⟨
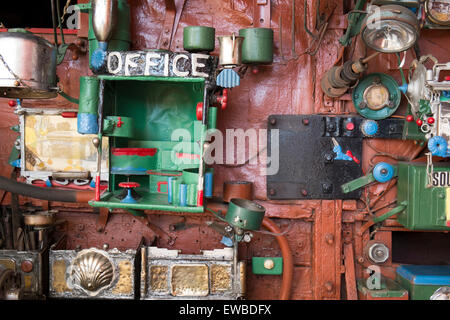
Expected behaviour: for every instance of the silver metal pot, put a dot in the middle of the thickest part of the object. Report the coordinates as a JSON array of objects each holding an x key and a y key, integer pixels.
[
  {"x": 27, "y": 66},
  {"x": 104, "y": 18}
]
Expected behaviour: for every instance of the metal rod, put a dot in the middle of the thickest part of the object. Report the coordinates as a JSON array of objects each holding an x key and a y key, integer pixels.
[
  {"x": 100, "y": 129},
  {"x": 59, "y": 22},
  {"x": 52, "y": 2}
]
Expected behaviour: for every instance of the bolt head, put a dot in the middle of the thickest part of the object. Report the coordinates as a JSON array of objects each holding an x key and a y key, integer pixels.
[{"x": 26, "y": 266}]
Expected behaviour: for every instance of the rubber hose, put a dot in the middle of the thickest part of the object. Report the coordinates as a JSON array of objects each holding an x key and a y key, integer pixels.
[
  {"x": 288, "y": 261},
  {"x": 48, "y": 194}
]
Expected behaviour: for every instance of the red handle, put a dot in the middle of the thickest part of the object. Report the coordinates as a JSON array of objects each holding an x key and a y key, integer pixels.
[
  {"x": 349, "y": 153},
  {"x": 129, "y": 185},
  {"x": 200, "y": 111}
]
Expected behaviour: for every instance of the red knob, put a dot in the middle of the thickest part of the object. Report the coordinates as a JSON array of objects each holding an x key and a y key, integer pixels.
[
  {"x": 350, "y": 154},
  {"x": 350, "y": 126},
  {"x": 200, "y": 111}
]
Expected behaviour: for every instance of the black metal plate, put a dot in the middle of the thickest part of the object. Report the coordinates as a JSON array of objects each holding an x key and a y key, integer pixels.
[{"x": 306, "y": 142}]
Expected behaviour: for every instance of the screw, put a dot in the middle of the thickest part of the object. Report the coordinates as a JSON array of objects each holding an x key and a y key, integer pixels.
[
  {"x": 329, "y": 286},
  {"x": 379, "y": 253}
]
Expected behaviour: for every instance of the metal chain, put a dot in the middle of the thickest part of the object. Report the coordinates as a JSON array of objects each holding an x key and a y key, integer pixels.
[
  {"x": 12, "y": 72},
  {"x": 65, "y": 11},
  {"x": 429, "y": 169}
]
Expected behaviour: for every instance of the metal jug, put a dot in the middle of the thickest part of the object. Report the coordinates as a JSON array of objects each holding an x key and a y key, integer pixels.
[{"x": 27, "y": 66}]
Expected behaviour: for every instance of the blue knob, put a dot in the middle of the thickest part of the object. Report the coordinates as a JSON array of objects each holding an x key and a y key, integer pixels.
[
  {"x": 438, "y": 146},
  {"x": 383, "y": 172},
  {"x": 403, "y": 88},
  {"x": 369, "y": 128}
]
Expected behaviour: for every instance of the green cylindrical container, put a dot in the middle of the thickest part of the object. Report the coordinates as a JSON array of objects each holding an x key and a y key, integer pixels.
[
  {"x": 245, "y": 214},
  {"x": 199, "y": 38},
  {"x": 121, "y": 37},
  {"x": 258, "y": 45},
  {"x": 212, "y": 118},
  {"x": 89, "y": 88}
]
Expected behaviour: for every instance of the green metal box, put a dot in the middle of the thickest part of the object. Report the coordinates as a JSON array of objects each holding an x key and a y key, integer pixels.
[
  {"x": 427, "y": 207},
  {"x": 422, "y": 281}
]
⟩
**What the task asks:** The reply should hold every record, unchanged, and no pictures.

**Written answer:**
Expected behaviour: for every instance of the silver metal pot, put a dot in the middle of the thickest part of the object. Report the coordinates as a JSON array of objects each holding an x key and a y key, integer pixels.
[
  {"x": 27, "y": 66},
  {"x": 104, "y": 18}
]
Expected behaviour: for every instance of the metal rod, put a dot in the middle of the thickest part of the object. Report the coordinates as a JSON array of objects each holding an x key and a y key, integer pixels.
[
  {"x": 100, "y": 129},
  {"x": 59, "y": 22},
  {"x": 52, "y": 2}
]
Expected behaviour: for every instance of the bolt head, put a dot in the middle of the thickest part of the object. Report the coordinates as a JSON array of objects each holding an x key and a y key, integer pixels.
[{"x": 26, "y": 266}]
Expected behaviour: for every instance of the rubber hose, put a dot in the middle of the thickest part of the object. Report the coordinates as a JSON array of objects each holding an x key and a y key, integer pixels.
[
  {"x": 288, "y": 261},
  {"x": 48, "y": 194}
]
Expected behaviour: for every instance of the red handle, put a dot in the middle of the thickest part of the object. Report the coordinates as a JSON array of objects each holding an x key and a y key, integer pixels.
[
  {"x": 349, "y": 153},
  {"x": 129, "y": 185},
  {"x": 200, "y": 111}
]
Expected behaviour: for every instance of the red knob, put a dot in the middle of the thickest part of the object. Report the coordinates as a JSON array of objects each holding an x key and a y key, integer pixels.
[
  {"x": 350, "y": 154},
  {"x": 350, "y": 126},
  {"x": 200, "y": 111}
]
Expected behaviour: for every instance of the black metal plate, put a dot in the middle of the thickest part of the object. Report the coordinates as a JSON array of objects each holding an x key and a y key, integer pixels.
[{"x": 306, "y": 142}]
Expected behaviour: for every instance of the screw, put a dot in the middle of the thickest part of the object. Report the coordinates as a JSON array of objects each holding an x key and a y key, integer pixels.
[
  {"x": 329, "y": 286},
  {"x": 379, "y": 253}
]
Expected behaviour: for every instance of the metal chain, put a dot in the middle of the thickest part of the object. Report the coordinates as a JSON array of objects each holding an x key and a y key, integer pixels.
[
  {"x": 12, "y": 72},
  {"x": 65, "y": 11},
  {"x": 429, "y": 169}
]
Expected behaviour: for every instance of the metal jug, put a dot in the middle of the thickest part of the object. Report the coordinates as a JSON array of objects each holding an x key and a y key, integer pixels.
[{"x": 27, "y": 66}]
Expected behaviour: for every instance of the blue knob, put a dot in the middle of the thickest part of the object. Report the coordinates as a JSON array of objects each holding an x key and a y key, integer pixels.
[
  {"x": 438, "y": 146},
  {"x": 383, "y": 172},
  {"x": 403, "y": 88},
  {"x": 369, "y": 128}
]
Expected behaviour: for every instance of the green cylindrical container, put a dot in the middle of the thickest part of the object. Report the coordinates as a JSON array of objects each holding an x key and a y key, integer pixels.
[
  {"x": 245, "y": 214},
  {"x": 199, "y": 38},
  {"x": 121, "y": 37},
  {"x": 258, "y": 45},
  {"x": 212, "y": 118},
  {"x": 89, "y": 88}
]
Expected behaviour: for every instance of the green metal box, put a dot in the middle of the thickest part of the object. Report the coordinates as a JSON array of objects each holding an x key and a y key, integer pixels.
[
  {"x": 427, "y": 207},
  {"x": 422, "y": 281}
]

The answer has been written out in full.